# [Exercise instructions]
Reproduce the closing part of the entries exactly: the line with "Field-scouting task: mark every instance of the shirt" and all lines after it, ending with the last line, and nothing else.

++++ Data for the task ++++

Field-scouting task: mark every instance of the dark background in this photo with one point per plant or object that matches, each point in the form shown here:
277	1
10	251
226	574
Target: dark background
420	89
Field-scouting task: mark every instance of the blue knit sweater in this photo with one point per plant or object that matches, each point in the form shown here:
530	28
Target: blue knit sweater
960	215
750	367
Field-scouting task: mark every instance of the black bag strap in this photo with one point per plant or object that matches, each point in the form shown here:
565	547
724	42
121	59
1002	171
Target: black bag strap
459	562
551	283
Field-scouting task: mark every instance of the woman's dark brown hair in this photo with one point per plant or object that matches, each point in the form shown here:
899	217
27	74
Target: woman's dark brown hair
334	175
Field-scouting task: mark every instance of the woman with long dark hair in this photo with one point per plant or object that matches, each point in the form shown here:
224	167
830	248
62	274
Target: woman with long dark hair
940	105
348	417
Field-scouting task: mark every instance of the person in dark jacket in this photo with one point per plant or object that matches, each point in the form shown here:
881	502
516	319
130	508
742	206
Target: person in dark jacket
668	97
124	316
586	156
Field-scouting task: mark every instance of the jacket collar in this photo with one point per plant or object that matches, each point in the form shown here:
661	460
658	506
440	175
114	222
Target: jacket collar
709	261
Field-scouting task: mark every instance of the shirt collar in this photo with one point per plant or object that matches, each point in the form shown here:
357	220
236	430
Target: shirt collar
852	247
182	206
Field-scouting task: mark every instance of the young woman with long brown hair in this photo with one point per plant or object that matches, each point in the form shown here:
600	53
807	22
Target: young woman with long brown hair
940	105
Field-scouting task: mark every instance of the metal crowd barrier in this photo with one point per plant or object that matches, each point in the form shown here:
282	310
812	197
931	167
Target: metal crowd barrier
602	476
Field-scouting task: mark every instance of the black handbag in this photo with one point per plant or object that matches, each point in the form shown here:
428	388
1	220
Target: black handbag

++++

# [Exercise response]
Field-scouting task: mark every instance of the shirt collar in this photo with one point per plant or object that matches, each point in the form shown here:
357	220
236	430
Target: shirt collar
852	247
182	206
Field-scouting task: mark every instance of the young woman with long brown hair in this photo with one point per plant or object that matches, each point in the form shown here:
600	53
807	22
Target: young woman with long brown hair
940	105
Field-scouting task: mark every instance of the metal crowd barrier in this photo with one point per plant or object that matches, each point in the form shown here:
282	310
812	197
931	167
Target: metal crowd barrier
602	476
Field-scouting task: mark every instance of the black handbag in this photo with one point per plant or object that matches, each point in the form shown here:
428	388
1	220
Target: black handbag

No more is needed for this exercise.